Records from a dataset

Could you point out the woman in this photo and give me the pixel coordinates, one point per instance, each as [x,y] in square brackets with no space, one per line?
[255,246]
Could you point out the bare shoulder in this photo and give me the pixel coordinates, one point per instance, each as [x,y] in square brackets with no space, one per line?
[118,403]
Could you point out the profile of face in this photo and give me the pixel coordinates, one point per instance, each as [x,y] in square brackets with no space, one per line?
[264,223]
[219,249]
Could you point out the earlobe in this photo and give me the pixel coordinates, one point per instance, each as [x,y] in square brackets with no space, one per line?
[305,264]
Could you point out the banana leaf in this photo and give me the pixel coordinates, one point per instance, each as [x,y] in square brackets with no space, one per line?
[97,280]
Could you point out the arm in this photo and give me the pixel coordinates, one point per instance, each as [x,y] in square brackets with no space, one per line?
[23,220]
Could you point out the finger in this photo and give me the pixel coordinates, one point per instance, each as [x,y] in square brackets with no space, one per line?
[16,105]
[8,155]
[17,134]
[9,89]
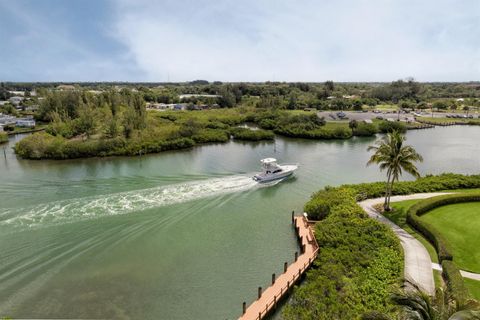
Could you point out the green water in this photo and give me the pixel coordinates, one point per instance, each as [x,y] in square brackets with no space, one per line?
[178,235]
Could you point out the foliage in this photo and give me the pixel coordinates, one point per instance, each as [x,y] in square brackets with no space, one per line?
[352,245]
[359,264]
[390,126]
[3,137]
[429,183]
[418,305]
[365,130]
[455,284]
[391,155]
[251,135]
[430,232]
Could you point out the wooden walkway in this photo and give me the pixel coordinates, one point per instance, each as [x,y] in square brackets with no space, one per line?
[268,299]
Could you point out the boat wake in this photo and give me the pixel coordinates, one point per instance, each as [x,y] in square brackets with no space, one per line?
[63,211]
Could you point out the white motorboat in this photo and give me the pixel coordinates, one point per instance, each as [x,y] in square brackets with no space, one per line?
[273,171]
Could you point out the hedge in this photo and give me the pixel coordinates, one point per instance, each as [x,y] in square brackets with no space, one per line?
[430,232]
[359,264]
[454,280]
[318,207]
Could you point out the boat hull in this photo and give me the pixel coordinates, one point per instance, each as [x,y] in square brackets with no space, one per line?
[287,170]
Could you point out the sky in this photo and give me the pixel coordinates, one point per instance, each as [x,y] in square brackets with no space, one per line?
[242,40]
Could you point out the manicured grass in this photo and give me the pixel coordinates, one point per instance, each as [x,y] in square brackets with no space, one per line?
[399,216]
[460,225]
[473,287]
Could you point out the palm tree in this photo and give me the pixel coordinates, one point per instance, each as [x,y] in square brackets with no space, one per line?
[391,155]
[417,305]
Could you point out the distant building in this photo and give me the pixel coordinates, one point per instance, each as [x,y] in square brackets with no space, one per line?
[17,93]
[6,119]
[25,123]
[186,96]
[179,107]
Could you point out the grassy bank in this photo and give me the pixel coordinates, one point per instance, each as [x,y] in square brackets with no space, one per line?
[170,130]
[459,224]
[445,121]
[451,230]
[360,260]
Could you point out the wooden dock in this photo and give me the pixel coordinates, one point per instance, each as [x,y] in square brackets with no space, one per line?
[267,300]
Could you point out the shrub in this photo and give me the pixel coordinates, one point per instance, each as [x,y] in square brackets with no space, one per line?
[389,126]
[454,280]
[360,261]
[430,232]
[211,135]
[3,137]
[365,130]
[251,135]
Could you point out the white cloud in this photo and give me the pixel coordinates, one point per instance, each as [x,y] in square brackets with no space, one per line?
[302,40]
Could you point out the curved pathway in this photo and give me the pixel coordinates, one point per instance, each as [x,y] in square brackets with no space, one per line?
[418,265]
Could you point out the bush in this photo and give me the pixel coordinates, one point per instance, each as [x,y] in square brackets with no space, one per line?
[3,137]
[389,126]
[360,261]
[46,146]
[211,135]
[251,135]
[430,232]
[365,130]
[454,280]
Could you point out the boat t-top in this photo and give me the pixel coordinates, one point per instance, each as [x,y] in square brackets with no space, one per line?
[273,171]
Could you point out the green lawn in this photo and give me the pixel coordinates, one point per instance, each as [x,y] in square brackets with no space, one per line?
[473,287]
[460,225]
[399,216]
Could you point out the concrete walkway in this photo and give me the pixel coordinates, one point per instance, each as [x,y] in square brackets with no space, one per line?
[418,265]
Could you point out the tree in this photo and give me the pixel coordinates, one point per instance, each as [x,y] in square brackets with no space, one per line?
[392,155]
[353,124]
[329,85]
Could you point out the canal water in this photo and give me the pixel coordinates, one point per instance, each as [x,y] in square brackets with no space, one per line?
[177,235]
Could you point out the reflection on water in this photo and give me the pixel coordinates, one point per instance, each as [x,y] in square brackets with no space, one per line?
[178,235]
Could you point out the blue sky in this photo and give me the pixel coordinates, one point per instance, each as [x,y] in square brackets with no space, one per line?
[248,40]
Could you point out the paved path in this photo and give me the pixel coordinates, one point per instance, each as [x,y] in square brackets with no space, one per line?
[268,300]
[418,265]
[465,274]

- _About this exercise_: With the pictures dropped, give every entry above again exactly.

- _Answer to this problem_:
Could you point out the woman in this photo and give me the pixel coordinates, one point per instance, each as [x,y] in square brackets with no space, one per line?
[255,246]
Could you point out the bare shoulder in this photo and give me the pixel coordinates, one point per instance, each as [x,y] in square brackets with no space, one per line?
[118,403]
Could you point out the profile of face in this photo and give me the pixel coordinates, one point per instance, each as [x,y] in square brackets with no space, one per line?
[264,223]
[219,249]
Could you point out the earlobe in this photo and give me the pixel coordinates, one point per instance, each as [x,y] in square brackets with no space, one per line?
[305,264]
Could you point out the banana leaf in this photo and give me the pixel coordinates, one point per instance, each as [x,y] in square brackets with no space, one per line?
[97,280]
Could you point out the arm in this photo and give me the pixel coordinates, one point per instance, each as [x,y] in square brackets with no space, one per line?
[23,220]
Could you point out the finger in this photo and give me the pixel coordinates, one point per instance, each as [x,y] in square brackets with no space, one per line?
[16,105]
[8,155]
[17,134]
[9,89]
Could you point out the green water in this photo and give me the pixel coordinates, one point per instance, each as [x,y] in square brackets with no space, one per line?
[178,235]
Could you point out the foliage in this photo and give me the pixel coordinates, one point per instance, each as [x,y] in square brackets with no space, one per line?
[352,245]
[359,264]
[390,126]
[3,137]
[429,183]
[418,305]
[365,130]
[455,284]
[391,155]
[251,135]
[430,232]
Could you point out the wooden walkway in this photo and give me the pixel coordinates, one point per instance, each as [x,y] in square brackets with no space, one per line?
[268,299]
Could you point out the boat wake in this photo and give me the pixel coordinates, one point per instance, each as [x,y] in square brackets with no space, one per line?
[63,211]
Could you point out the white motorboat in this photo and give me the pixel coordinates, one point per instance, each as [x,y] in square brackets with no space, one per line?
[273,171]
Could you point out the hedge in this photo and give me the pixel coordinates, one point per instance, each as [x,y] in square brackets with no space, one per line?
[430,232]
[359,264]
[454,280]
[318,207]
Could you point out the boat hull in this photo and give me the pixel coordinates, one point per instance, each as [x,y] in square brackets with no space, one per line?
[287,170]
Could you point out the sky in this photo and give me the pixel coordinates, one point per instance, each as [x,y] in square brackets with no space, one per line?
[242,40]
Could you point out the manicured grass in this photo and give me the pixel coordinates, one point per instance, each as [x,y] in square brackets with no space, one per line?
[399,216]
[460,225]
[473,287]
Could you point out the palm tree in this photo and give me the pixel coordinates, one point per instance, each as [x,y] in square brackets with no space, one per line?
[391,155]
[417,305]
Could you point out the distant building in this photo and give me the pixel coordinates, one point per instance, each as [x,y] in square brackets with no space, one per line?
[17,93]
[6,119]
[25,123]
[186,96]
[179,107]
Could you point out the grassy bank in this photo and give me the pixel coordinates, one point per instance, each as [x,y] in square brackets with no space, one per line?
[170,130]
[459,224]
[445,121]
[451,230]
[360,260]
Could you point out the wooden dock in this photo and give me the pixel coordinates, one point per instance, each as [x,y] in square brackets with no space, one per line?
[267,300]
Could you point out the shrub in this photo and give me the pixel coordinates, one point per instance, each as [x,y] in square brackets with no space, one per line?
[389,126]
[454,280]
[360,261]
[430,232]
[211,135]
[3,137]
[365,130]
[251,135]
Could you point out the white cloud in this photo and give me the pixel coordinates, one point per instance, each as [x,y] in square brackets with no space, one per line?
[302,40]
Could you point out the curved pathway in this photo and give me the pixel coordinates, one point per instance, each as [x,y] in square brackets with no space, one per line?
[418,265]
Could you point out the bush in this photo and give me the pixel coordinates, one point per instance, each as [x,y] in square brackets with no space, one per line?
[3,137]
[389,126]
[360,261]
[46,146]
[211,135]
[251,135]
[430,232]
[365,130]
[454,280]
Could you point out the boat t-top in this photo and give me the pixel coordinates, one point per instance, each as [x,y] in square brackets with no space, one per line?
[273,171]
Could you point out the green lawn in this photo and give me the pixel coordinates, one point per instance, each as [x,y] in square brackets with no space, one per line?
[473,287]
[460,225]
[399,216]
Could you point out the concrete walkway in this photo and give me the pixel coordinates, one point per instance, each as [x,y] in square brackets with no space, one per line?
[418,265]
Could you point out the tree in this photo and give me the pixel coordinates, one point per instance, each as [x,y] in square brackets with no space, one per line?
[392,155]
[353,124]
[329,85]
Could you point out the canal water in this photo and give me the pixel coordinates, one point per instance, each as [x,y] in square brackets with no space, one per line?
[177,235]
Could you point out the reflection on water in this photo and give me the pixel coordinates, one point per instance, each as [x,y] in square brackets with no space, one per line?
[178,235]
Could you point out the blue sky in this photo and give me the pixel coordinates, one point per instance, each as [x,y] in square brackets with no space, one per line?
[248,40]
Could you point out the paved path in this photo and give me the pixel coordinates, one point per instance, each as [x,y] in square brackets with no space, one per line?
[268,300]
[418,265]
[465,274]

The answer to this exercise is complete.